Data to use:
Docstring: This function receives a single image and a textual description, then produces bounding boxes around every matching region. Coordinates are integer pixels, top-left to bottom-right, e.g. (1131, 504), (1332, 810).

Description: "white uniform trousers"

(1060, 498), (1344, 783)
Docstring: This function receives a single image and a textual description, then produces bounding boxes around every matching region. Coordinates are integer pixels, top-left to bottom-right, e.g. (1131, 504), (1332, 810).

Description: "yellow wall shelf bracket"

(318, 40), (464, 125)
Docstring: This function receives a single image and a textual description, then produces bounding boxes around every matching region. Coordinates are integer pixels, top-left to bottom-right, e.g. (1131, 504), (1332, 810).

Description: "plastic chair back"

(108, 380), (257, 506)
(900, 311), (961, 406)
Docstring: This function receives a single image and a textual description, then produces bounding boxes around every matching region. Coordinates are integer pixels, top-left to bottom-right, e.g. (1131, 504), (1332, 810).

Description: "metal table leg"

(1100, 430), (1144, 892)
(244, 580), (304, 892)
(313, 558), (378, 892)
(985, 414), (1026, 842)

What you will do:
Copy all four entries above word for word, keeping every line in its original order.

Full solution:
Docstring: This function receives a single image and a textual description, then produces bounding boxes around every matching region. Coordinates are integer pixels, top-left to bottom-right, e.g. (1131, 504), (1332, 810).

Description: "white uniform trousers"

(1060, 498), (1344, 783)
Docstring: This function receives a single image and a textual description, then produces bounding boxes around every matching region. Coordinates are integer pixels, top-left to bottom-right, e.g. (1131, 504), (1332, 810).

Description: "yellow wall shelf bracket"

(318, 40), (464, 125)
Docstring: This function receives a single image and a textual description, then produces bounding boxes around every matching region. Coordinates are integer pixels, top-left to bottom-right, e.g. (1131, 504), (1332, 810).

Description: "plastic chair back"

(108, 380), (257, 506)
(900, 311), (961, 406)
Docstring: This function receives a single image and a textual description, then produces bounding boxes around every matching region. Coordinates are integer pixels, top-left to bottom-right, e.g. (1131, 504), (1332, 810).

Description: "metal table leg"

(1100, 430), (1144, 892)
(244, 580), (304, 892)
(313, 558), (378, 892)
(985, 414), (1026, 842)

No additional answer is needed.